**作業内容**
以下に示す長津湖の戦いに関する文章のうち、「スクリーンには、連合軍の戦車」から「史的事実には言及しなかった。」までの箇所を、一字一句変えずに書き記してください。

**原文抜粋**
長津湖の戦いは、米海兵隊第1師団など連合軍およそ1万5000人が咸鏡南道の長津湖一帯で待ち伏せしていた中共軍8万5000人の包囲攻撃を突破し、興南港へ退却した戦いだ。17日間にわたり中共軍の攻勢を防ぎつつ撤収したおかげで、米軍は兵力を保つことができ、民間人10万人が戦乱から逃れることがでた。
映画は、1950年9月15日の仁川上陸作戦を皮切りに、同年12月の興南撤収までを扱う。予想通り、6・25を「米国に立ち向かった正義の戦争」とみなす中国共産党の歴史観を反復していた。韓国軍や北朝鮮軍は排除し、徹底して米中対決を強調した作品だ。
スクリーンには、連合軍の戦車と飛行機が38度線を越える場面が繰り返し登場した。米軍の爆撃機はいたずらでもするように、鴨緑江に浮かぶ中国の漁民の小さな木船を爆撃する。中国の毛沢東国家主席は「米軍は38度線も越えた。鴨緑江も越えるのではないか」と参戦を正当化した。6・25が北朝鮮の南侵で始まり、当時の国連軍の38度線以北進撃は米国の単独行動ではなく、国連総会の決議に基づき行われた-という歴史的事実には言及しなかった。

(保存された記録)
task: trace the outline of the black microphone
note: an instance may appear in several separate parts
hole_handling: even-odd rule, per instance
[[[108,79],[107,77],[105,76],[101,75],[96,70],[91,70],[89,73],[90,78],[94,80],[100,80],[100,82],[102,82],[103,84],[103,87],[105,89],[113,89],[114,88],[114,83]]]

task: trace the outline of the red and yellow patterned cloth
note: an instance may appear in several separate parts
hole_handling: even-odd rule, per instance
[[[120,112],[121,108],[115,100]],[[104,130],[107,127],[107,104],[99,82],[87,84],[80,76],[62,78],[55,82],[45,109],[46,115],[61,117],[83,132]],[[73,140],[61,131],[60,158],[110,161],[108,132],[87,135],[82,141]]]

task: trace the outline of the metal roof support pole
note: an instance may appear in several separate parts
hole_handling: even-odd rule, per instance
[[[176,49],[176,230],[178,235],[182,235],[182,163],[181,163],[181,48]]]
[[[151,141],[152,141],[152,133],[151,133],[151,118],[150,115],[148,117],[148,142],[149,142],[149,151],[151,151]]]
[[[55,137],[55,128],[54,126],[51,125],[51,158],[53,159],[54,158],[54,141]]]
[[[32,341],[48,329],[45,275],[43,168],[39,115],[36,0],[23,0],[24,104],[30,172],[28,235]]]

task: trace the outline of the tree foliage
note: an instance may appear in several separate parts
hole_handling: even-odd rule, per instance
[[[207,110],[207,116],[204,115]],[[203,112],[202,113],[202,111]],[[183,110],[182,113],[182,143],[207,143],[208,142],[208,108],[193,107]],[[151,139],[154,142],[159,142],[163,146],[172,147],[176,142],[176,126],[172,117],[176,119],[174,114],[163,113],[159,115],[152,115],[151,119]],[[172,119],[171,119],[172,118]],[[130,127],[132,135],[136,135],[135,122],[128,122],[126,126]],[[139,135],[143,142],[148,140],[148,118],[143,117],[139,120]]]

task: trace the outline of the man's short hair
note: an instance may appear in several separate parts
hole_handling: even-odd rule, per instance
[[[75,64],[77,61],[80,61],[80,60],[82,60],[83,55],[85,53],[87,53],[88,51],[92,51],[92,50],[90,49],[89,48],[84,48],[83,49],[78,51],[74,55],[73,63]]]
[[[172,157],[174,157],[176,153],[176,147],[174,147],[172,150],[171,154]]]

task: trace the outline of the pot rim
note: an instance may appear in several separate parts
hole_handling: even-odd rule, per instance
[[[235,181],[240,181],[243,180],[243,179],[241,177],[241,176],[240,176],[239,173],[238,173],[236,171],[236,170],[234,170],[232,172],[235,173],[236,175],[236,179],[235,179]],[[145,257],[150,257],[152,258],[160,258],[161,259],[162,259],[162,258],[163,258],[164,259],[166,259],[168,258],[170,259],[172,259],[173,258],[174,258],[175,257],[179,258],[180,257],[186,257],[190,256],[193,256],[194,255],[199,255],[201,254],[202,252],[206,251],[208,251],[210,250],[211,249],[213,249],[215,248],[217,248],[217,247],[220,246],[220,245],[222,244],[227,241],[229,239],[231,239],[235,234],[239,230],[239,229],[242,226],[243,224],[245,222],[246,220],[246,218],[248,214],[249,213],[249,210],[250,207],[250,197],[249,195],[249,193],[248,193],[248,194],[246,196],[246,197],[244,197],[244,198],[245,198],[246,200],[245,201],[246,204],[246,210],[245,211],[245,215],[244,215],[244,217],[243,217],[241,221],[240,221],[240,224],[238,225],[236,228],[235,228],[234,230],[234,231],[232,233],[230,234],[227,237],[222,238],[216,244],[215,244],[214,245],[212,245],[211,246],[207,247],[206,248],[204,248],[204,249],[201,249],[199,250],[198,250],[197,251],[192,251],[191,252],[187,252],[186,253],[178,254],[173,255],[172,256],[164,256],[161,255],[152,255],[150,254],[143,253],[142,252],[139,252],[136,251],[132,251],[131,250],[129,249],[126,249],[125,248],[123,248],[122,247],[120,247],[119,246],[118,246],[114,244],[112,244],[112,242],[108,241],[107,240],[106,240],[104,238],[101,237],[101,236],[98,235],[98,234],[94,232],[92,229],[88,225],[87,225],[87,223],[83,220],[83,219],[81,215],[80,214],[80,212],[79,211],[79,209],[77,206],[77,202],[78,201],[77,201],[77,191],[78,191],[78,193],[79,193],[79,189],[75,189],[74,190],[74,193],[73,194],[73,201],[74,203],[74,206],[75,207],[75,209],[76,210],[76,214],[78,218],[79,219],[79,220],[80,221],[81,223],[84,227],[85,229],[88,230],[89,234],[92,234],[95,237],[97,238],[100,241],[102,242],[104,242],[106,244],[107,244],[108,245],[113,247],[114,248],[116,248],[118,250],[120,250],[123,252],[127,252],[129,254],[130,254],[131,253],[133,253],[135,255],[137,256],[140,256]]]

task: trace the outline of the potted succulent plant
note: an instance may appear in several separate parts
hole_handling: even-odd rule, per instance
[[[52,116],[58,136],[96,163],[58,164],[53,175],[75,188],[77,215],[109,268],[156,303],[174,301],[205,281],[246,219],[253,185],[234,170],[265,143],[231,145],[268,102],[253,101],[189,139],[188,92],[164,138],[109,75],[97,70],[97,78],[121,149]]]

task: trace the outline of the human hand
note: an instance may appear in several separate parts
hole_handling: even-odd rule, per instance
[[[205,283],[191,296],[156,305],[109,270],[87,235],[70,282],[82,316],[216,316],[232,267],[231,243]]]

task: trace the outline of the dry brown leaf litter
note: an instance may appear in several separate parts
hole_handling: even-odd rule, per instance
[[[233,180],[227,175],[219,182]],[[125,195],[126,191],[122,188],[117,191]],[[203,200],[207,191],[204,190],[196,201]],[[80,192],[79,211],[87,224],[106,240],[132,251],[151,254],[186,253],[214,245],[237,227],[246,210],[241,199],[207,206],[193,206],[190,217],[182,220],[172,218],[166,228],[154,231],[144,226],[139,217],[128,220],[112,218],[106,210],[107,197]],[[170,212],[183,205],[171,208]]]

**回答全文**
スクリーンには、連合軍の戦車と飛行機が38度線を越える場面が繰り返し登場した。米軍の爆撃機はいたずらでもするように、鴨緑江に浮かぶ中国の漁民の小さな木船を爆撃する。中国の毛沢東国家主席は「米軍は38度線も越えた。鴨緑江も越えるのではないか」と参戦を正当化した。6・25が北朝鮮の南侵で始まり、当時の国連軍の38度線以北進撃は米国の単独行動ではなく、国連総会の決議に基づき行われた-という歴史的事実には言及しなかった。